Please reproduce the entries in full. Keep every character the same.

INPUT MATERIAL Block Start

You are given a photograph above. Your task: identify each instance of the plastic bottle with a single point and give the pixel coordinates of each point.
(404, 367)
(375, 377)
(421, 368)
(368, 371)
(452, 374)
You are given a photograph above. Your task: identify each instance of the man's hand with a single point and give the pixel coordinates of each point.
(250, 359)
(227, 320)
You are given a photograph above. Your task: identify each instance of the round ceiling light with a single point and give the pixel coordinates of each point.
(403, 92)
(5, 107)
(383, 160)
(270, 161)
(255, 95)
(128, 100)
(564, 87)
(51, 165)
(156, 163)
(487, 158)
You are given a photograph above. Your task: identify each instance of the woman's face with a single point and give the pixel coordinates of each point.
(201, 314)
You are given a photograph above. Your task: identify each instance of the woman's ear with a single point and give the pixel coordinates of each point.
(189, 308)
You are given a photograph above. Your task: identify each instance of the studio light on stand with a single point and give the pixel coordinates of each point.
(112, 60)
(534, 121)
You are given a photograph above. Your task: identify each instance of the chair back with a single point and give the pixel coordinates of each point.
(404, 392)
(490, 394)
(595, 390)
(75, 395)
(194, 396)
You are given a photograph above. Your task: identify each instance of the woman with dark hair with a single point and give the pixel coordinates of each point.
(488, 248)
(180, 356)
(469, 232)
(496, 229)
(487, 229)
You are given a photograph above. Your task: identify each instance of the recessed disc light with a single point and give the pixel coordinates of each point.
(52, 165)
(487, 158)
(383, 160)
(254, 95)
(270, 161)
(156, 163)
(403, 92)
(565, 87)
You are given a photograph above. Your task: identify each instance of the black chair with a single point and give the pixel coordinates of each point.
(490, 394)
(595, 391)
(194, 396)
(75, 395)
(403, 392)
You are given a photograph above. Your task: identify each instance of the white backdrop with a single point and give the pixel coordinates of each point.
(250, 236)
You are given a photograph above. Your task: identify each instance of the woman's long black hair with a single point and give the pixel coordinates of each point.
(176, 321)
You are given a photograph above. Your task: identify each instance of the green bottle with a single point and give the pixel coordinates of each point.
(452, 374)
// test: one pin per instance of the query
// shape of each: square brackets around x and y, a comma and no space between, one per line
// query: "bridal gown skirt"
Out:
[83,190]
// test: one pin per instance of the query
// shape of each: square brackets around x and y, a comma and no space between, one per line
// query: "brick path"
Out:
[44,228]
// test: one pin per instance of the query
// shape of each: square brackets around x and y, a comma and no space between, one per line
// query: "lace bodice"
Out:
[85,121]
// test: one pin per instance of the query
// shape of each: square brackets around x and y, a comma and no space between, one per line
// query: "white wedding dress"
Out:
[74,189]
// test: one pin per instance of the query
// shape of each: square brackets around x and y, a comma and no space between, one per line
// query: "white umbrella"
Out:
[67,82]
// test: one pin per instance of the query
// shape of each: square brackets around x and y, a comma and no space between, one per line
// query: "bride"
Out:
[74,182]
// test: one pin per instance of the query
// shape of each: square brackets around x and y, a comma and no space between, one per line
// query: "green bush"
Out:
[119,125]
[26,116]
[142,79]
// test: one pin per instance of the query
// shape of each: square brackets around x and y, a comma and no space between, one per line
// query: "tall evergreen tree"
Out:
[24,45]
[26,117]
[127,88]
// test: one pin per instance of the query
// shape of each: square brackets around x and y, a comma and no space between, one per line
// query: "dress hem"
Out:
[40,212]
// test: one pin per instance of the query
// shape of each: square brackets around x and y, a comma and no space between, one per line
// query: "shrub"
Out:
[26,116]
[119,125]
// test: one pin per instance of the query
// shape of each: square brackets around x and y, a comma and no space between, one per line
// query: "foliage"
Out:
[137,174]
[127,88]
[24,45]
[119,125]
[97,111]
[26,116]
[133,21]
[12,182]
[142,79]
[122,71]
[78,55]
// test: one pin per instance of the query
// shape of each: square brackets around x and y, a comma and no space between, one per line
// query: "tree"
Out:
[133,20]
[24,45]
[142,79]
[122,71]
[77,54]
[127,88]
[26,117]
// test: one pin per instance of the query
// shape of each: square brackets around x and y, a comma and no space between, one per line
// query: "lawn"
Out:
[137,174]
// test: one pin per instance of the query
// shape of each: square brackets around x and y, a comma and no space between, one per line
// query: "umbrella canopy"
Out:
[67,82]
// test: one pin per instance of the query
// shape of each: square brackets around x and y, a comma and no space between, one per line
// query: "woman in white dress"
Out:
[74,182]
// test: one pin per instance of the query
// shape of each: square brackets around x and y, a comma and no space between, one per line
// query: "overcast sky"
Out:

INPUT MATERIAL Block End

### SOLVED EXERCISE
You are given a photograph above. Your task: identify each instance of the plastic bottle with a single point and give the pixel coordinates of each point.
(404, 367)
(375, 377)
(421, 368)
(368, 371)
(452, 374)
You are given a photograph above. Your task: identify each instance of the man's hand with a single point and give the pixel coordinates of each point.
(250, 359)
(227, 320)
You are given a photograph above. Your task: identify each instance of the round ceiling light with a single point and give the pixel coordinates of each point.
(403, 92)
(5, 107)
(383, 160)
(270, 161)
(255, 95)
(128, 100)
(564, 87)
(51, 165)
(156, 163)
(487, 158)
You are given a photograph above. Your task: identify each instance of the woman's face with a single point and give the pixel coordinates of each point.
(201, 314)
You are given a photograph above. Your task: identify each instance of the woman's ear with a single point and give the pixel coordinates of each point.
(189, 308)
You are given a photograph above. Your task: identify each instance of the studio light on stand with a single point and give the pixel coordinates of each point.
(112, 60)
(534, 121)
You are given a photograph above. Your task: identify each instance of the chair back with a single point and give the pixel coordinates of each point.
(404, 392)
(490, 394)
(595, 390)
(75, 395)
(194, 396)
You are given a photograph above. Your task: identify each instance of the woman with dark hair with a single point and give the pixel coordinates of each point.
(488, 248)
(180, 356)
(469, 232)
(496, 229)
(487, 229)
You are given a photograph above. Your task: identify each instance of the recessed disc light with a single point and give the pixel coordinates of each point.
(52, 165)
(487, 158)
(383, 160)
(254, 95)
(270, 161)
(156, 163)
(403, 92)
(565, 87)
You are given a photograph above. Your task: identify each instance of the black chair with a single point and give the pixel coordinates of each point.
(490, 394)
(595, 391)
(194, 396)
(75, 395)
(403, 392)
You are given a photograph above. Your task: identify each instance of the white backdrop with a single point and give the pixel coordinates of each point.
(250, 236)
You are given a photograph above. Your task: identify each instance of the woman's long black hair with a single point and give the pixel coordinates of each point.
(176, 321)
You are given a photograph above. Your task: identify each instance of the green bottle with a single point and give the pixel coordinates of each point.
(452, 374)
// test: one pin per instance of the query
// shape of each: square brackets around x and y, a comma and no space between, one per line
// query: "bridal gown skirt"
Out:
[83,190]
// test: one pin per instance of the query
// shape of each: square brackets around x and y, a comma and no space between, one per line
// query: "brick path"
Out:
[44,228]
// test: one pin per instance of the query
// shape of each: square brackets around x and y, a comma and no space between, one per line
// query: "lace bodice"
Out:
[85,121]
// test: one pin per instance of the query
// shape of each: square brackets around x and y, a comma and no space between, one per line
// query: "white wedding dress"
Out:
[74,189]
// test: one pin per instance of the query
// shape of each: square brackets around x and y, a comma and no space between, one per line
// query: "white umbrella"
Out:
[67,82]
// test: one pin per instance of the query
// shape of each: square brackets around x and y, a comma and no space between, one per line
// query: "bride"
Out:
[74,182]
// test: one pin per instance of the query
// shape of each: square brackets around x and y, a comma and no space between, one per line
// query: "green bush"
Out:
[119,125]
[26,116]
[142,79]
// test: one pin per instance of the query
// shape of each: square brackets around x and y, a comma and no space between, one per line
// query: "tall evergreen tree"
Out:
[24,45]
[26,117]
[127,88]
// test: one pin per instance of the query
// shape of each: square brackets around x and y, a comma and no space between, one per line
// query: "dress hem"
Out:
[40,212]
// test: one pin per instance of the query
// shape of each: square brackets around x and y, a comma and no space between, one per line
// query: "shrub"
Out:
[26,116]
[119,125]
// test: one pin per instance of the query
// shape of each: square brackets around x and y, a comma and no space between, one per line
// query: "foliage"
Out:
[137,174]
[127,88]
[24,45]
[119,125]
[97,111]
[26,116]
[133,21]
[12,182]
[142,79]
[122,71]
[78,55]
// test: one pin per instance of the query
// shape of each: square brackets around x and y, a comma and no space between, one per line
// query: "tree"
Out:
[133,20]
[24,45]
[142,79]
[122,71]
[77,54]
[127,88]
[26,117]
// test: one pin per instance of the query
// shape of each: square brackets around x and y, a comma and no space between, one per line
// query: "lawn"
Out:
[137,174]
// test: one pin per instance of the query
// shape of each: square brackets around x and y, a comma and no space between, one per line
// query: "umbrella canopy"
Out:
[67,82]
// test: one pin per instance of the query
// shape of each: square brackets around x and y, a comma and no space between, one per line
// query: "woman in white dress"
Out:
[74,182]
// test: one pin per instance of the query
// shape of each: square brackets around x and y, a comma and no space between, one per line
// query: "overcast sky"
Out:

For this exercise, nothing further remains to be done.